Text-to-region grounding data
--- START ---
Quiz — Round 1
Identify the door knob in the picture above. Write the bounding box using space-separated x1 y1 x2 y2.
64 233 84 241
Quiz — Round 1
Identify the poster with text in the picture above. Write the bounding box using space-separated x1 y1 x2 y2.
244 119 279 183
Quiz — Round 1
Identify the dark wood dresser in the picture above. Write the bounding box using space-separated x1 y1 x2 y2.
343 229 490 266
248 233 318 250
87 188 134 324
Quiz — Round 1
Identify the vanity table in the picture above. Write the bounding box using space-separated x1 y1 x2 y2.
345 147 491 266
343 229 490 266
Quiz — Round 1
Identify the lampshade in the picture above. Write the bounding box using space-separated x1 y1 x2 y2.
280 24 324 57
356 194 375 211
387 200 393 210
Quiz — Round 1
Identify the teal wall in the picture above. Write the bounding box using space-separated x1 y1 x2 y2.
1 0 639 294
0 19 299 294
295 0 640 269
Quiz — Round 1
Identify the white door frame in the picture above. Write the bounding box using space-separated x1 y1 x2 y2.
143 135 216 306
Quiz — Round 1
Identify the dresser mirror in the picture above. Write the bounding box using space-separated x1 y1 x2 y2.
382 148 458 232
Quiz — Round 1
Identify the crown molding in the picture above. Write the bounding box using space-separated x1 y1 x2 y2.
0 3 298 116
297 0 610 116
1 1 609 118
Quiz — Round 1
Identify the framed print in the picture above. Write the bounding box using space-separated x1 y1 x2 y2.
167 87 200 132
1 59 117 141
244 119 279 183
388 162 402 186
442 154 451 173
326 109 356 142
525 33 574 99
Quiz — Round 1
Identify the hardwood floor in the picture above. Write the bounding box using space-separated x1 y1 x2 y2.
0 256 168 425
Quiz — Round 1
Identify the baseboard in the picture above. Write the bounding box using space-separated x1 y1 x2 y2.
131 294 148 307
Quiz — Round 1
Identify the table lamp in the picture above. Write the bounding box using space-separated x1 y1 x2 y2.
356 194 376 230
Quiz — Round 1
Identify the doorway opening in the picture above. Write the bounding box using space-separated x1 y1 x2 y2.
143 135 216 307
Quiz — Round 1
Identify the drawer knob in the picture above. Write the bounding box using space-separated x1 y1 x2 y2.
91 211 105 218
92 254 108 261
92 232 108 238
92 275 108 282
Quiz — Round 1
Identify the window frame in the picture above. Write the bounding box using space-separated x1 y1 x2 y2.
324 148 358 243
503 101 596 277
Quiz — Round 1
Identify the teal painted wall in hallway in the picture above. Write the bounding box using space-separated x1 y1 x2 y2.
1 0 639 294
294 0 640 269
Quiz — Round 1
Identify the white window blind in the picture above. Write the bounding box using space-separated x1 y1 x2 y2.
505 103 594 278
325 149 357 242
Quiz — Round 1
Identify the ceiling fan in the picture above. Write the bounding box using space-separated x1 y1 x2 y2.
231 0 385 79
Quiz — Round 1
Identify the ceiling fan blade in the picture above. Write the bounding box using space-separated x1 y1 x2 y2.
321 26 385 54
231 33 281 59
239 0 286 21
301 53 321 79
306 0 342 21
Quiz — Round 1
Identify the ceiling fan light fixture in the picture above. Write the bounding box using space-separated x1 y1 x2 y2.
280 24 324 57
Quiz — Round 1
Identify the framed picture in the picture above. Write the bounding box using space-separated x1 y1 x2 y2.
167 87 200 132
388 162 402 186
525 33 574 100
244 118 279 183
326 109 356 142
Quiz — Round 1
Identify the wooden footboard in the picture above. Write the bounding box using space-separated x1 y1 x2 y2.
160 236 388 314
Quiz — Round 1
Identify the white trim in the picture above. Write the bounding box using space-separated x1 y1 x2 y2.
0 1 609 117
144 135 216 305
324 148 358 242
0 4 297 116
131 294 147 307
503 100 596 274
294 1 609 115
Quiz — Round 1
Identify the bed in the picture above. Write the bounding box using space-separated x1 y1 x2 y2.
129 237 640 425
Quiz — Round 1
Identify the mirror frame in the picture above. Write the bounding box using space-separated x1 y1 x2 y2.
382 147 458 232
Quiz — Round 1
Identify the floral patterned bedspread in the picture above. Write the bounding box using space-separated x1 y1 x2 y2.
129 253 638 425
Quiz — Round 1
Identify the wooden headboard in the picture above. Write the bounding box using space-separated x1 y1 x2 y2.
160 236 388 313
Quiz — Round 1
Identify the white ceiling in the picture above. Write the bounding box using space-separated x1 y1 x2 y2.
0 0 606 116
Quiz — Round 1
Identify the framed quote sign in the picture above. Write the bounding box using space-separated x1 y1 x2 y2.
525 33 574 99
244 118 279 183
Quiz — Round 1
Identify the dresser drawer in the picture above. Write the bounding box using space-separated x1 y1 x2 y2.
--- END ---
EXERCISE AIM: Transcribe the records in full, so that each line reads exactly as before.

ANSWER TO THE EXERCISE:
Quiz — Round 1
Identify the door knob in the picture above. Write the bounding box using space-separated x1 y1 x2 y2.
64 233 84 241
Quiz — Round 1
Identify the poster with text in the picture above. Write the bounding box using space-separated x1 y1 x2 y2.
244 119 279 183
Quiz — Round 1
Identify the dark wood dresser in the picture above. Write the bounding box using space-separated x1 y1 x2 y2.
343 229 490 266
248 233 318 250
87 188 134 324
Quiz — Round 1
Identify the vanity table in the picture above. Write the bounding box using space-separated x1 y1 x2 y2.
345 147 491 266
343 229 490 266
Quiz — Round 1
Identify the lampshade in the picture above. Write the bounding box using space-separated x1 y1 x2 y2.
280 24 324 57
356 194 375 211
387 200 393 210
Quiz — Round 1
Identify the teal wall in the picture above. Write the bounding box using space-separated x1 y1 x2 y2.
1 0 639 294
0 19 299 294
295 0 640 269
Quiz — Round 1
Identify the white door frame in the picture above. Write the bounding box using space-separated x1 y1 x2 y2.
143 135 216 306
Quiz — Round 1
Identify the dresser mirror in the picture above. Write the bounding box using space-separated x1 y1 x2 y2.
382 148 458 232
Quiz — Round 1
Identify the crown molding in the picture above. Write the bounding box using space-separated x1 y1 x2 y2.
0 3 298 116
297 0 610 116
1 1 609 118
Quiz — Round 1
Identify the framed print in the picture above. Write the bounding box using space-separated x1 y1 x2 y2.
167 87 200 132
1 59 117 141
244 119 279 183
388 162 402 186
442 154 451 173
326 109 356 142
525 33 574 99
Quiz — Round 1
Identify the hardwood floor in the picture above. Write the bounding box using space-separated x1 y1 x2 y2.
0 256 168 425
Quiz — Round 1
Identify the baseboard in the picture above. Write the bounding box using space-separated x1 y1 x2 y2.
131 294 148 307
Quiz — Round 1
Identify the table lamp in the picture above. Write the bounding box using space-separated x1 y1 x2 y2.
356 194 376 230
Quiz — Round 1
Identify the doorway opening in the picture above. Write the bounding box using space-separated x1 y1 x2 y2.
143 135 216 307
Quiz — Round 1
Identify the drawer knob in the picture above. Write the bounding box using space-separated x1 y1 x2 y2.
91 211 105 218
92 254 108 261
92 232 108 238
92 275 108 282
Quiz — Round 1
Identify the window frame in the picture above. Write the bounding box using space-separated x1 y1 x2 y2.
324 148 358 243
503 101 596 277
Quiz — Round 1
Identify the teal painted wall in hallway in the picture above. Write the bounding box using space-separated x1 y1 x2 y2.
1 0 639 294
294 0 640 269
Quiz — Round 1
Identify the white window blind in the picture above. Write the bounding box using space-separated x1 y1 x2 y2.
505 103 594 278
325 149 357 242
Quiz — Round 1
Identify the ceiling fan in the picture above. Write the bounding box using space-separated x1 y1 x2 y2.
231 0 385 79
Quiz — Round 1
Identify the ceiling fan blade in the picture above. Write the bounding box using space-separated x1 y1 x2 y2.
321 26 385 54
231 33 281 59
239 0 286 21
301 53 321 79
306 0 342 21
Quiz — Round 1
Identify the ceiling fan light fixture in the picture above. Write the bounding box using space-separated x1 y1 x2 y2.
280 24 324 57
Quiz — Round 1
Identify the framed picture in the picture above. Write the bounding box using space-separated x1 y1 x2 y2.
167 87 200 132
388 162 402 186
525 33 574 100
244 118 279 183
326 109 356 142
Quiz — Round 1
Identify the wooden footboard in the picture above. Write the bounding box using space-separated x1 y1 x2 y2.
160 236 388 314
Quiz — Round 1
Identify the white trim in the picture above. Write the bounding box using space-separated x1 y1 x2 y2.
0 1 609 117
144 135 216 305
324 148 358 242
0 4 297 116
131 294 147 307
503 100 596 274
294 1 609 115
Quiz — Round 1
Identify the bed in the picture above. Write the bounding box using space-separated x1 y1 x2 y2.
129 237 640 425
Quiz — Round 1
Identify the mirror frame in the picture above. Write the bounding box using space-separated x1 y1 x2 y2.
382 147 458 232
Quiz — Round 1
Identify the floral patterned bedspread in the picture above. Write the bounding box using space-separated x1 y1 x2 y2.
129 253 638 425
Quiz — Round 1
Identify the wooden headboard in the picture above. Write the bounding box using space-separated x1 y1 x2 y2.
160 236 388 313
Quiz — Round 1
Identify the white ceiling in the picture above. Write the bounding box using space-separated x1 y1 x2 y2.
0 0 606 116
Quiz — Round 1
Identify the framed quote sign in the picture above. Write the bounding box using space-separated x1 y1 x2 y2.
525 33 574 99
244 118 279 183
Quiz — Round 1
Identify the dresser drawer in the picture above. Write the bounding box using space-separated x1 y1 x2 y2.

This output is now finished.